◆ What this task involves ◆
Render the rows below as a Markdown table with two columns, "No." and "Line": number each row and leave out any blank lines.

[Data for this task start]

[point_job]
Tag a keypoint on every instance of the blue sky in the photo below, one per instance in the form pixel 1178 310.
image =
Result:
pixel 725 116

[Data for this task end]

◆ Exercise output ◆
| No. | Line |
|---|---|
| 1 | [point_job] |
| 2 | Tag a keypoint on every instance of the blue sky in the photo below, one per instance in the form pixel 1178 310. |
| 3 | image = |
| 4 | Result: |
| 5 | pixel 725 116 |